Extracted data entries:
= Beginning of Section =

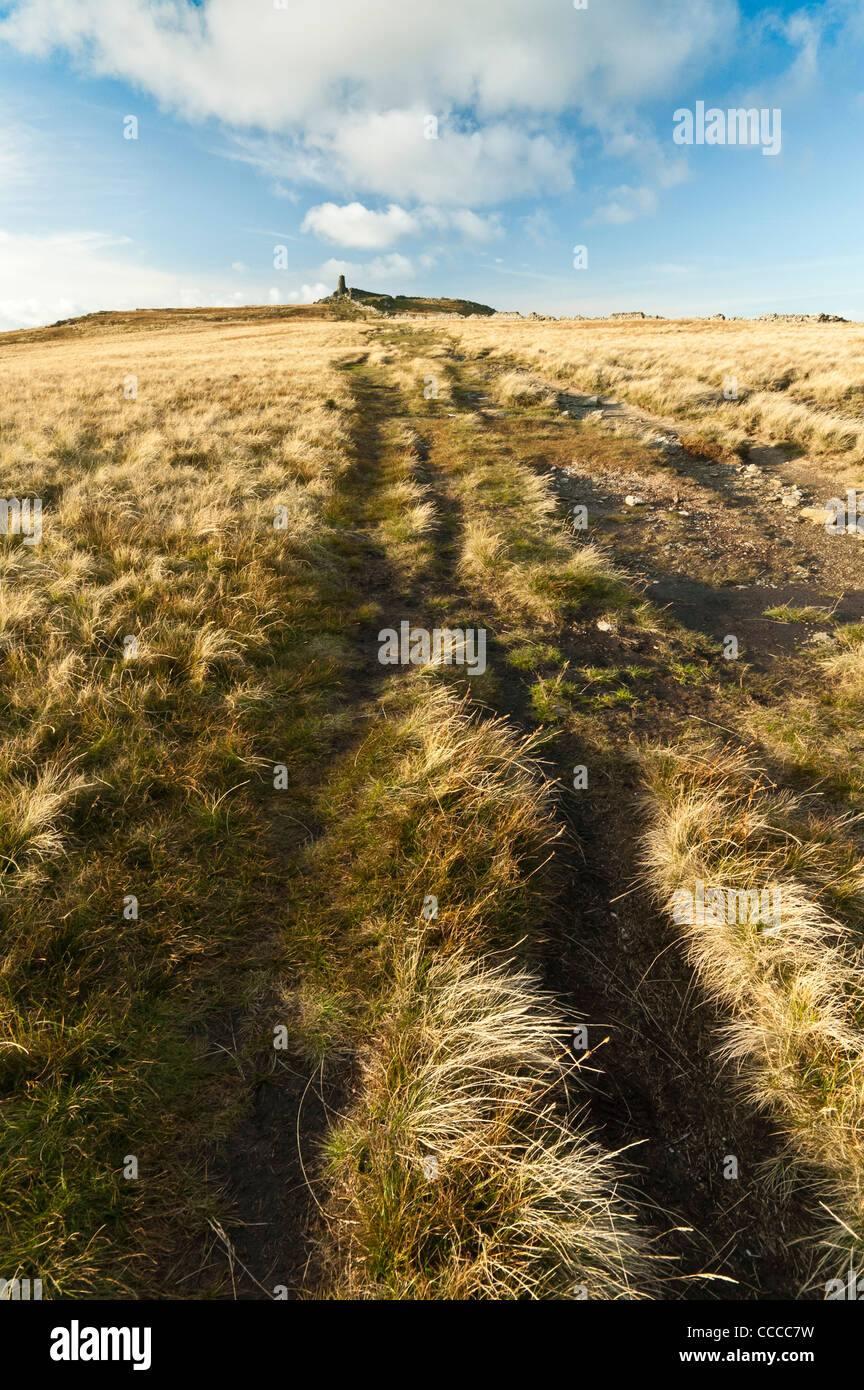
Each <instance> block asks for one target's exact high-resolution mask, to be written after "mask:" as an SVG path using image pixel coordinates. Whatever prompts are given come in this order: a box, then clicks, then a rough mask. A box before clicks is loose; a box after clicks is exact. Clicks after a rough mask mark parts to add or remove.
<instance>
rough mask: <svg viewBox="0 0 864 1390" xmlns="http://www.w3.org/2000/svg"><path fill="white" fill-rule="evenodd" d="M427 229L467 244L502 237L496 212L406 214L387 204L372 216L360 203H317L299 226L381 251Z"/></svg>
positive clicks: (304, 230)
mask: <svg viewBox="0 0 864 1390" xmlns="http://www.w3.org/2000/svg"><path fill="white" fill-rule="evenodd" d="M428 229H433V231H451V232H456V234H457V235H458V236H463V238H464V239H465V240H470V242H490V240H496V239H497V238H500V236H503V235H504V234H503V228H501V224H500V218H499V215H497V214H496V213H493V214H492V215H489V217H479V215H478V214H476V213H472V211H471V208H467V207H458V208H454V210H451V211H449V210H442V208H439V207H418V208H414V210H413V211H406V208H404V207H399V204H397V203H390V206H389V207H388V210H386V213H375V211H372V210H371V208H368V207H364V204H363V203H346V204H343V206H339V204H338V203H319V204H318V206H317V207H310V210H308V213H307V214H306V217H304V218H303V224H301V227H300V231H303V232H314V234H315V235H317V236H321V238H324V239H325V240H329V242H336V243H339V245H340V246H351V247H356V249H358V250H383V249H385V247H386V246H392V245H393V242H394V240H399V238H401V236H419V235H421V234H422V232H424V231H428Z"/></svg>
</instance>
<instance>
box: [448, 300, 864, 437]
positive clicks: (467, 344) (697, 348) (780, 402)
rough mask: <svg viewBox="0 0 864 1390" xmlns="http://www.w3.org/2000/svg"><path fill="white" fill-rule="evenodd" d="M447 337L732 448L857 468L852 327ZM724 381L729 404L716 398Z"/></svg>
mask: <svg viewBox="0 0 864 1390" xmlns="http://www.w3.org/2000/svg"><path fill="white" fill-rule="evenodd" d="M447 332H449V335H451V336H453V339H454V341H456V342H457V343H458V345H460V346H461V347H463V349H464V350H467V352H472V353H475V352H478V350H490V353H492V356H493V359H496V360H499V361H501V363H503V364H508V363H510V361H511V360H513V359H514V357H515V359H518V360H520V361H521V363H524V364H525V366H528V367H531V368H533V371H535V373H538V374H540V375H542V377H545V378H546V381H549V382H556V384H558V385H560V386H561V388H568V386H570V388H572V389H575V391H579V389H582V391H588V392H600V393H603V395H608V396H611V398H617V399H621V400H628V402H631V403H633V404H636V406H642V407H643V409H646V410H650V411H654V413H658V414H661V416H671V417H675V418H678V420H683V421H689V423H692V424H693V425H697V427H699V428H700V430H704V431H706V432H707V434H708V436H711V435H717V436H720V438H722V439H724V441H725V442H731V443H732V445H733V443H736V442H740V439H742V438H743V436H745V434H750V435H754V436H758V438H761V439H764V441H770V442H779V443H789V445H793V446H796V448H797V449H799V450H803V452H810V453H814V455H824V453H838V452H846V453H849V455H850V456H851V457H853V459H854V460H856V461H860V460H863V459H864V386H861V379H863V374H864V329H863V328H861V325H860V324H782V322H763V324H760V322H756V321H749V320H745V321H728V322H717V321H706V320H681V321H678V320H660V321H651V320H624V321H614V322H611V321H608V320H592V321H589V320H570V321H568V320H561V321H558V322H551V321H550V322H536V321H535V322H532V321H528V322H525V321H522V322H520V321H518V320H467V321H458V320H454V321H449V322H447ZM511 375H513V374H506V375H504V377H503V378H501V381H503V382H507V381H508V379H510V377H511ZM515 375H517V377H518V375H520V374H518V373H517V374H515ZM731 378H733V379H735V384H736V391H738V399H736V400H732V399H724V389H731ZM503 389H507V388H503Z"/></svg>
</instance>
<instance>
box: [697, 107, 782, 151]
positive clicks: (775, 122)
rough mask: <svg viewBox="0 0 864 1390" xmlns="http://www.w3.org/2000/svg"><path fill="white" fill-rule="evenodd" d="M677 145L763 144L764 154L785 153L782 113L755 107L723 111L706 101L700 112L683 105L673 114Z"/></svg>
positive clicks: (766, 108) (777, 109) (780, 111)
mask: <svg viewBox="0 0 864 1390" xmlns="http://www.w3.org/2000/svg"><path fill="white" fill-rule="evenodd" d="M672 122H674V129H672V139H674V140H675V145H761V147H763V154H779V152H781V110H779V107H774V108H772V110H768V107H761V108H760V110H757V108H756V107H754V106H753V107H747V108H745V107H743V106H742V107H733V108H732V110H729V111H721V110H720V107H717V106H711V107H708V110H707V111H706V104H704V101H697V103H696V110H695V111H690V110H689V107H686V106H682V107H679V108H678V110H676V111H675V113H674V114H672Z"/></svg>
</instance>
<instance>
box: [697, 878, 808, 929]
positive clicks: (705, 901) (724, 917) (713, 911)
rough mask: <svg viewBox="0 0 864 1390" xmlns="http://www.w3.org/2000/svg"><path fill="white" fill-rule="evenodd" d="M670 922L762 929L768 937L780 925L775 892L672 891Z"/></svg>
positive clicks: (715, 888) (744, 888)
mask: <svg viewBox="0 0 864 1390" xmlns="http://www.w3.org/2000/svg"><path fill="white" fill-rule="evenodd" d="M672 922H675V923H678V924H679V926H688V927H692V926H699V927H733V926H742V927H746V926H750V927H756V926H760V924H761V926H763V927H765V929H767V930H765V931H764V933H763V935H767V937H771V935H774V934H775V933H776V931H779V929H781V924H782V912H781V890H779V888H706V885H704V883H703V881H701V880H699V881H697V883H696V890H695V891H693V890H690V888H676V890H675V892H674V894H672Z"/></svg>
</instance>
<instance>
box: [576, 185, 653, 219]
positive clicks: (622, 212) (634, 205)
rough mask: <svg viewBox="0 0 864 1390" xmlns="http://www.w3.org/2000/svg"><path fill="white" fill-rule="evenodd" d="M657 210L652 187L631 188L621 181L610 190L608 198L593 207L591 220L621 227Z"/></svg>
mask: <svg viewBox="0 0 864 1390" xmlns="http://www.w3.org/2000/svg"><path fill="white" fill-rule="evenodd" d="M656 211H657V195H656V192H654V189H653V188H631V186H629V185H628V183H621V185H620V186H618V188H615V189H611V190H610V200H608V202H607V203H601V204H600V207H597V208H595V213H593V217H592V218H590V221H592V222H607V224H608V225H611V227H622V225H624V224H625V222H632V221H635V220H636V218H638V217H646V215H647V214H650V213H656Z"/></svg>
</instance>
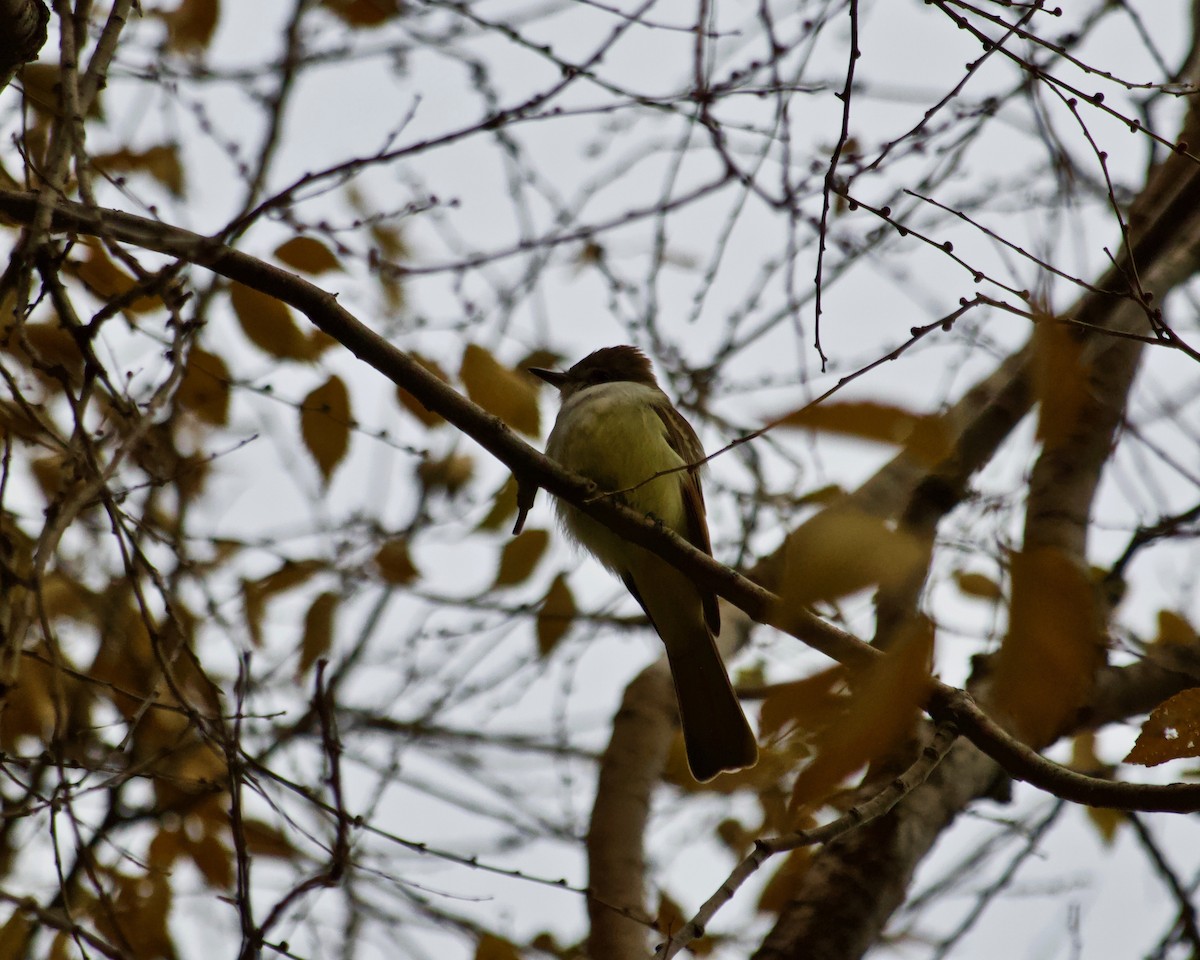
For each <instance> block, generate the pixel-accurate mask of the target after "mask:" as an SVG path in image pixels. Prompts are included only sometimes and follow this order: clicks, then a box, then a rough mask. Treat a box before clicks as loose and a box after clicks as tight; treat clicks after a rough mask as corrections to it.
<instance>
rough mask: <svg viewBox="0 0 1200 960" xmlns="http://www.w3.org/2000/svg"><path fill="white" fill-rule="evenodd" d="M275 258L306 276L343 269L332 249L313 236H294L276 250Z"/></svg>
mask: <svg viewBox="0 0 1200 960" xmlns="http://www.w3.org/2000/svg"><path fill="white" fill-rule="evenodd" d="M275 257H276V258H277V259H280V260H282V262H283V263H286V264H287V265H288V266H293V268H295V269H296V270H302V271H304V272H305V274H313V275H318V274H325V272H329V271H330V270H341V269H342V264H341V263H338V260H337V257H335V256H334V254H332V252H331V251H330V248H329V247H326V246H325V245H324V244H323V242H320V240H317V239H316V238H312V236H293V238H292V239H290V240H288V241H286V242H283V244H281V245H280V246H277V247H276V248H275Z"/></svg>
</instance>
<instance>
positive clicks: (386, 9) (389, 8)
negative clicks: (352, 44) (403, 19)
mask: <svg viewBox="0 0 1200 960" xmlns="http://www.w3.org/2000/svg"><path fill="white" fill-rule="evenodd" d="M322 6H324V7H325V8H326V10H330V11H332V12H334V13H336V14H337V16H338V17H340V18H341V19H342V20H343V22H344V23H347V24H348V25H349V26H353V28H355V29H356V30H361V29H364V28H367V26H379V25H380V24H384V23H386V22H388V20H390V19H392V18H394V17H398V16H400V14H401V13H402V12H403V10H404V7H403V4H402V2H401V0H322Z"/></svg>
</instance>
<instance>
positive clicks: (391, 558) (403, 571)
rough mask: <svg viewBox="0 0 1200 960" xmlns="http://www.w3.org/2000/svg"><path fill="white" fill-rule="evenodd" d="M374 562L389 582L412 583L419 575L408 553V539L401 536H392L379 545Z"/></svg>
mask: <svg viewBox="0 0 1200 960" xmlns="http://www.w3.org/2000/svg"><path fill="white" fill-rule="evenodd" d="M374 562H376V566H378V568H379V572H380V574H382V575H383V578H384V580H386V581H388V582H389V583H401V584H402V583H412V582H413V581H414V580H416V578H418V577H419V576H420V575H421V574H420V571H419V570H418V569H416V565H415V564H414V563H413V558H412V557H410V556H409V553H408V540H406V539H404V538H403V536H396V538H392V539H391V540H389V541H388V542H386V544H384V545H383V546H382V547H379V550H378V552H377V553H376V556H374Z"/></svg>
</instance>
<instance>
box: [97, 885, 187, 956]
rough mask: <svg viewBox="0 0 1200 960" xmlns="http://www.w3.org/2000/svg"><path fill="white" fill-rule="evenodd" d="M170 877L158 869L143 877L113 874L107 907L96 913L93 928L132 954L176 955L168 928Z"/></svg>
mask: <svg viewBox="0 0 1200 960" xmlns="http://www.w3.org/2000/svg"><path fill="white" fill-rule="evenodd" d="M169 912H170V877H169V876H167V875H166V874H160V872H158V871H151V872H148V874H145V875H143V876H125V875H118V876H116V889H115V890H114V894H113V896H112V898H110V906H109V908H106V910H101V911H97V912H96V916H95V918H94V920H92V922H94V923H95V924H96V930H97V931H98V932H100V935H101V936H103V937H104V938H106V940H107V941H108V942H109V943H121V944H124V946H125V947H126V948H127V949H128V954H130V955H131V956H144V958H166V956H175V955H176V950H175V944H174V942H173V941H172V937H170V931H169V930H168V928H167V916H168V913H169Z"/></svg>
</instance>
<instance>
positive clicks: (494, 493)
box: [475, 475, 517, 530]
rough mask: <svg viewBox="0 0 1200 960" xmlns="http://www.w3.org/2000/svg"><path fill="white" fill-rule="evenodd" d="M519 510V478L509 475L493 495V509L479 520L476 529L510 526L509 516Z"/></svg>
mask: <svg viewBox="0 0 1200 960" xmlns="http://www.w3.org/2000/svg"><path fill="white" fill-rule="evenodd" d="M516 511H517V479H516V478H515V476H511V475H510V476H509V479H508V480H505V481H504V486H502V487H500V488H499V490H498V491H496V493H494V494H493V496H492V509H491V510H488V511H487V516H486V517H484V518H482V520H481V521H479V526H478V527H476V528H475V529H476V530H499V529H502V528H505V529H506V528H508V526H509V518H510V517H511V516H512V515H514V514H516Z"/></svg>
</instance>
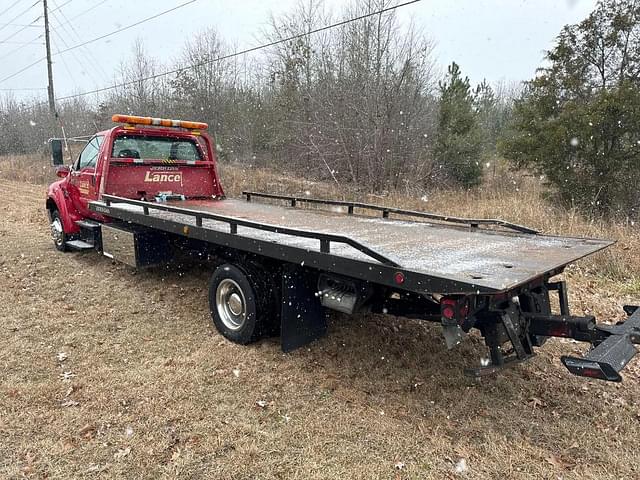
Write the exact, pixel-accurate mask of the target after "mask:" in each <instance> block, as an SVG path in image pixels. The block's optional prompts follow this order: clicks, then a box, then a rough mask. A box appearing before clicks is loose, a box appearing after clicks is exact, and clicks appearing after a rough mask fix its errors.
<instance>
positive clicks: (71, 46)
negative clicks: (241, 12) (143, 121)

= End of Section =

> _Required action_: Only lines belong in the copy, not pictures: write out exactly the lines of the records from the first through the one holding "positive clicks: (467, 344)".

> _Result_:
Each <instance> block asks for one target's exact high-resolution mask, to be written after "mask:" as an SVG path using image pixel coordinates. Whatever prompts are given come in this order: a box, then clicks, then a rough mask. A box before clicks is loose; a box after clicks is exact. Clicks after a rough mask mark parts to add or remove.
<instance>
rough mask: <svg viewBox="0 0 864 1390" xmlns="http://www.w3.org/2000/svg"><path fill="white" fill-rule="evenodd" d="M427 229L467 244L502 237L496 212L406 214L387 204L372 216L360 203H317L299 226L381 251Z"/></svg>
positive clicks: (304, 230)
mask: <svg viewBox="0 0 864 1390" xmlns="http://www.w3.org/2000/svg"><path fill="white" fill-rule="evenodd" d="M428 229H433V231H451V232H456V234H457V235H458V236H463V238H464V239H465V240H470V242H490V240H496V239H497V238H500V236H503V235H504V234H503V228H501V224H500V218H499V215H497V214H496V213H493V214H492V215H489V217H479V215H478V214H476V213H472V211H471V208H467V207H458V208H454V210H451V211H449V210H442V208H439V207H418V208H414V210H413V211H406V208H404V207H399V204H397V203H390V206H389V207H388V210H386V213H375V211H372V210H371V208H368V207H364V204H363V203H346V204H343V206H339V204H338V203H319V204H318V206H317V207H310V210H308V213H307V214H306V217H304V218H303V224H301V227H300V231H303V232H314V234H315V235H317V236H321V238H324V239H325V240H329V242H336V243H339V245H340V246H351V247H356V249H358V250H383V249H385V247H386V246H392V245H393V242H394V240H399V238H401V236H419V235H421V234H422V232H424V231H428Z"/></svg>
</instance>
<instance>
box: [448, 300, 864, 437]
positive clicks: (467, 344) (697, 348) (780, 402)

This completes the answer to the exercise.